Dataset records: Begin
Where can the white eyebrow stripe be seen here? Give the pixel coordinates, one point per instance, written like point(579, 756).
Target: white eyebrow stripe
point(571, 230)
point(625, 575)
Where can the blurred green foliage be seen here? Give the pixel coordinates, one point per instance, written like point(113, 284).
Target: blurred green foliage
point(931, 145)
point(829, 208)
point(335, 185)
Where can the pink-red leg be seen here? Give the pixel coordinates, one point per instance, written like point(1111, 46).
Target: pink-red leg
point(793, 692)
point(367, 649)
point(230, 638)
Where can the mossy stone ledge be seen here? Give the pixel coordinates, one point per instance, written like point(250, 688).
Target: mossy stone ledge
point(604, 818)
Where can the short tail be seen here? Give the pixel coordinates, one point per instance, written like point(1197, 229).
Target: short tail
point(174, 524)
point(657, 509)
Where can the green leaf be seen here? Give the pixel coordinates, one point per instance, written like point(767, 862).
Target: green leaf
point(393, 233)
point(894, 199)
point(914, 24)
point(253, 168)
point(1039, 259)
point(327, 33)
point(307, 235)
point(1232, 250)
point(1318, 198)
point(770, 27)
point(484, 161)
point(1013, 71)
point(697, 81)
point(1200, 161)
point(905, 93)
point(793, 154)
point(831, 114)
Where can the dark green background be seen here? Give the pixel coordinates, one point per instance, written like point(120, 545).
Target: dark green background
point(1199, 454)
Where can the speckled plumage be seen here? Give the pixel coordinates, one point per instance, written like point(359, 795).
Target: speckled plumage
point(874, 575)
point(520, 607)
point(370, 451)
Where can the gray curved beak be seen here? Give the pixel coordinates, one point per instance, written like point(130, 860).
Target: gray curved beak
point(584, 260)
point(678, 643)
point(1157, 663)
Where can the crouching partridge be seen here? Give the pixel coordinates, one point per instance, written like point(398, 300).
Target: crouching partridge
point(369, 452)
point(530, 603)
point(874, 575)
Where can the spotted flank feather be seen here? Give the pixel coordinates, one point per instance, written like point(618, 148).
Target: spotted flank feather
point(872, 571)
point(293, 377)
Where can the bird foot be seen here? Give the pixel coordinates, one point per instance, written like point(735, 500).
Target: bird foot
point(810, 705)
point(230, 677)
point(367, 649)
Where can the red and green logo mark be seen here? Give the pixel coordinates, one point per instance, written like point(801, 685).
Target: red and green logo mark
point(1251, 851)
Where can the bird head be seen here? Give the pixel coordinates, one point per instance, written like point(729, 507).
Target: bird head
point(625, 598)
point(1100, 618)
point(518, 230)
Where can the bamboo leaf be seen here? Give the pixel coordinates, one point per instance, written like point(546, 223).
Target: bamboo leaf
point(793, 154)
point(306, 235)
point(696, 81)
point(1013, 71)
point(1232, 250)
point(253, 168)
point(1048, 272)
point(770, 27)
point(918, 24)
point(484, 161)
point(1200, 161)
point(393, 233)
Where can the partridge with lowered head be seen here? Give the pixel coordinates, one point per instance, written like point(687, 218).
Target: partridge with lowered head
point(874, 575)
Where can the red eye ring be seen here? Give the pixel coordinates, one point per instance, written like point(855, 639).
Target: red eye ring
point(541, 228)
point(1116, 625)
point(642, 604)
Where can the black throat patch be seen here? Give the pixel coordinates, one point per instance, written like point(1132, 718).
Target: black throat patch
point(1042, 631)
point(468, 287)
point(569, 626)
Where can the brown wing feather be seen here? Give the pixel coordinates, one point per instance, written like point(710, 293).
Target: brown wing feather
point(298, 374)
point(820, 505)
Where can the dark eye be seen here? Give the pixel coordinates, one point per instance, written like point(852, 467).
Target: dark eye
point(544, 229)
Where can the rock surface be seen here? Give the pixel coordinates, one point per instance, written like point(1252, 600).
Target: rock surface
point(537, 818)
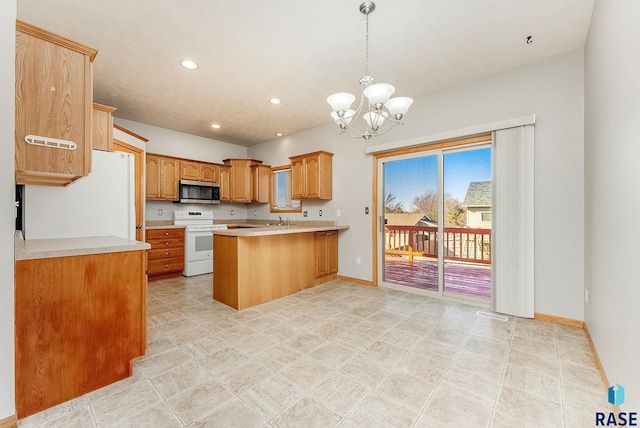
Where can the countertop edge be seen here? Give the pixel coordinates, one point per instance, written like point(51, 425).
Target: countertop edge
point(276, 230)
point(66, 247)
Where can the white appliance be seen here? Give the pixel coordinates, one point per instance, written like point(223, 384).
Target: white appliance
point(198, 252)
point(101, 204)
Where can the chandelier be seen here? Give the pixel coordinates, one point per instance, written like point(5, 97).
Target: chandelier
point(382, 111)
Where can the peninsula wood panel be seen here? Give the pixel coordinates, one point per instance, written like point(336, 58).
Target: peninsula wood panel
point(79, 321)
point(279, 265)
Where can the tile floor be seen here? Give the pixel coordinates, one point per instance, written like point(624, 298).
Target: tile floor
point(346, 355)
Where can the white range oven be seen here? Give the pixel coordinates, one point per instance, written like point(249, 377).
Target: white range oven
point(198, 252)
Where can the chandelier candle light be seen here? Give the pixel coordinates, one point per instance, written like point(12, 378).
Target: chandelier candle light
point(381, 108)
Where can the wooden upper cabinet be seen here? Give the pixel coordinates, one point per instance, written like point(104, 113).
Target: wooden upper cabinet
point(102, 127)
point(199, 171)
point(210, 172)
point(53, 100)
point(189, 170)
point(311, 176)
point(242, 181)
point(162, 177)
point(260, 183)
point(225, 183)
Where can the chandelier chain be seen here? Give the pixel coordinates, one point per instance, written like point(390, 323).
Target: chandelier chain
point(366, 67)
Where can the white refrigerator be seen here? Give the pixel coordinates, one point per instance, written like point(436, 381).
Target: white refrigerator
point(101, 204)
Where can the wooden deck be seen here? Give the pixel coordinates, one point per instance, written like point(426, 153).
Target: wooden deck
point(464, 279)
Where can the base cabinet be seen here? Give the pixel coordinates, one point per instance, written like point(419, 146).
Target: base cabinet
point(166, 256)
point(326, 253)
point(79, 321)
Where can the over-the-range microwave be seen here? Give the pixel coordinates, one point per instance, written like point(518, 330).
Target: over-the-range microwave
point(198, 192)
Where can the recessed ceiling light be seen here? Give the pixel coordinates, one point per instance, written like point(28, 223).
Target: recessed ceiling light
point(186, 63)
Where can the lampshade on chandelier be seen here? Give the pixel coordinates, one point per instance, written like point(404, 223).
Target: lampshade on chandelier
point(381, 112)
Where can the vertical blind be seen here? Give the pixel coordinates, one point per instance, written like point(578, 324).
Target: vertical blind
Dataset records: End
**What to work on**
Based on the entries above, please count how many lines contain the string "blind", and reply with the figure only.

**Your response**
2